--- Selected text ---

————————

The best matchup of college football’s Week 8 slate takes place in Tuscaloosa, as Alabama hosts Texas A&M in a clash of top 10 teams. Not only does this matchup feature significant implications in the SEC West title picture, but this game will have a big impact on the first College Football Playoff rankings, which are slated to be released on Nov. 1. Alabama has a bye following Week 8 and a convincing win over Texas A&M would only solidify coach Nick Saban’s team as the best in the nation. If the Aggies can pull off the upset, coach Kevin Sumlin’s team would vault into the top four with a favorable stretch of games to finish out the 2016 season.
Texas A&M has arguably been the biggest surprise in the SEC this fall. Coach Kevin Sumlin entered the year on the hot seat, and this team featured a lot of uncertainty on offense. Fast forward to late October and Sumlin is in the running for SEC Coach of the Year honors, and the Aggies appear to be the biggest threat to Alabama’s supremacy in the SEC West. Transfer quarterback Trevor Knight and new coordinator Noel Mazzone have provided stability and a spark for the offense, while defensive coordinator John Chavis continues to transform the defense into one of the best in the SEC. The Aggies have already scored quality wins over UCLA, Auburn, Arkansas and Tennessee, but Saturday’s trip to Tuscaloosa is a big step up in competition.

————————

--- Data ---

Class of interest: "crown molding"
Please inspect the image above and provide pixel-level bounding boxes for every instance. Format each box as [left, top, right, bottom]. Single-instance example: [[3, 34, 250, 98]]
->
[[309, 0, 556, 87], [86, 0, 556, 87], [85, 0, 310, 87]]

————————

--- Set of tasks ---
1/ Do these statements agree with the Alabama–Texas A&M preview? For each, answer yes or no and quote the deciding words. (a) The first College Football Playoff rankings are scheduled to come out on Nov. 1. (b) Texas A&M has a bye after Week 8. (c) John Chavis is the coordinator of the Aggies' offense.
2/ Continue the Alabama–Texas A&M preview from the point at which it stops.

--- Answers to the tasks ---
1/
(a) Yes: "the first College Football Playoff rankings, which are slated to be released on Nov. 1"
(b) No: "Alabama has a bye following Week 8"
(c) No: "defensive coordinator John Chavis continues to transform the defense"

2/
It’s a simple statement, but there’s a lot of truth in it: Another year, another dominant Alabama team. The Crimson Tide are 7-0 and ranked No. 1 nationally and appear poised for another trip to the College Football Playoff. As usual, Nick Saban’s defense is one of the best in the nation – if not No. 1 – and the offense ranks first in the SEC by averaging seven yards per play. And here’s the scary part for the rest of the conference: The offense is only going to get better as freshman quarterback Jalen Hurts gets more experience.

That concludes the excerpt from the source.